• [SUPPLIED MATERIAL]
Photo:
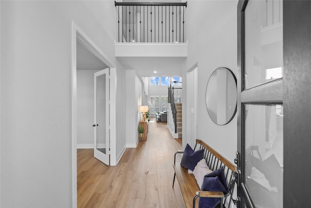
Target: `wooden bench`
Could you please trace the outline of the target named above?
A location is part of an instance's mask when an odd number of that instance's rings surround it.
[[[220,191],[201,191],[193,175],[188,173],[188,169],[180,166],[180,163],[176,163],[176,155],[184,152],[181,151],[175,153],[173,165],[175,171],[173,188],[175,178],[177,177],[185,204],[188,208],[195,208],[196,200],[199,197],[221,198],[221,208],[226,206],[229,208],[231,203],[235,204],[236,203],[236,200],[232,198],[232,194],[236,184],[237,167],[204,142],[196,139],[194,151],[202,149],[205,150],[204,159],[209,169],[215,170],[222,166],[224,167],[225,176],[228,185],[227,194],[224,194]]]

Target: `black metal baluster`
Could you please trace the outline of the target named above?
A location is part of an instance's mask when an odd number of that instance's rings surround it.
[[[156,6],[155,6],[155,42],[156,42]]]
[[[125,6],[125,42],[127,42],[127,6]]]
[[[162,42],[163,42],[163,6],[162,6],[162,11],[161,12],[161,15],[162,15]]]
[[[145,6],[144,7],[144,42],[145,42]]]
[[[175,30],[175,33],[176,34],[176,42],[177,42],[177,6],[175,6],[175,19],[176,19],[176,30]]]
[[[152,42],[152,6],[150,7],[150,40]]]
[[[185,7],[183,8],[183,42],[185,42]]]
[[[133,6],[133,40],[134,38],[134,6]]]
[[[120,42],[120,12],[119,7],[118,6],[118,39]]]
[[[141,42],[141,6],[139,6],[139,42]]]
[[[129,36],[130,36],[128,39],[129,42],[131,42],[131,6],[128,8],[128,18],[130,19],[129,23],[128,23],[128,32],[129,32]]]
[[[174,6],[172,6],[172,42],[174,42]]]
[[[137,5],[136,5],[136,42],[137,42],[137,37],[138,36],[138,34],[137,33]]]
[[[148,14],[149,13],[148,11],[148,6],[147,6],[147,42],[149,42],[149,40],[148,40],[148,36],[149,36],[149,32],[148,32],[148,25],[149,23],[149,21],[148,21]]]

• [WRITTEN PROBLEM]
Could you scale all of the lines above by rewriting them in full, requests included, with every coordinate in the answers multiplied by 0.2 and rounded to the nearest whole number (halves round up)? Leave the pictures out of your answer.

• [RESPONSE BELOW]
Photo:
Target: `wooden bench`
Could you please trace the outline of the target named above?
A location is part of an instance's mask when an odd number of that instance's rings surround it.
[[[44,38],[40,38],[39,35],[38,35],[38,34],[36,33],[36,33],[35,33],[35,31],[37,30],[36,30],[35,31],[35,33],[35,34],[35,38],[35,36],[35,35],[37,41],[38,42],[39,42],[39,40],[40,39],[44,40],[44,42],[45,41],[46,42],[46,41],[47,41],[47,41],[47,40],[46,40],[46,39],[47,37],[47,33],[41,28],[39,28],[39,30],[40,30],[41,30],[41,32],[42,34],[43,34],[44,33],[45,33],[45,35],[46,37],[45,39],[45,39]]]

Target: `black metal baluster`
Could you please trace the outline of the target named above?
A location is part of an instance's mask when an odd number of that instance's rings surround it.
[[[31,1],[31,1],[31,8],[31,8]]]
[[[25,1],[25,8],[25,8],[25,1]]]
[[[32,8],[33,8],[33,1],[32,1],[32,2],[32,2],[32,3],[32,3]]]
[[[29,1],[29,1],[29,8],[29,8]]]
[[[35,6],[35,7],[35,7],[35,8],[35,8],[35,1],[35,1],[35,4],[35,4],[35,6]]]
[[[30,8],[30,1],[30,1],[30,8]]]
[[[37,1],[37,2],[37,8],[37,8]]]
[[[27,1],[27,8],[27,8],[27,1]]]
[[[24,8],[24,2],[24,1],[24,1],[24,8]]]
[[[28,8],[28,1],[28,1],[28,8]]]
[[[26,7],[26,7],[26,8],[26,8],[26,8],[26,1],[26,2],[26,4],[26,4],[26,5],[26,5],[26,6],[26,6]]]
[[[35,1],[34,1],[34,8],[35,8]]]
[[[27,1],[27,1],[27,8],[27,8],[27,7],[28,7],[28,7],[27,7]]]
[[[30,3],[30,3],[30,2],[30,1],[29,1],[29,8],[30,8],[30,8],[30,8],[30,7],[30,7],[30,6],[30,6],[30,5],[30,5],[30,4],[30,4]]]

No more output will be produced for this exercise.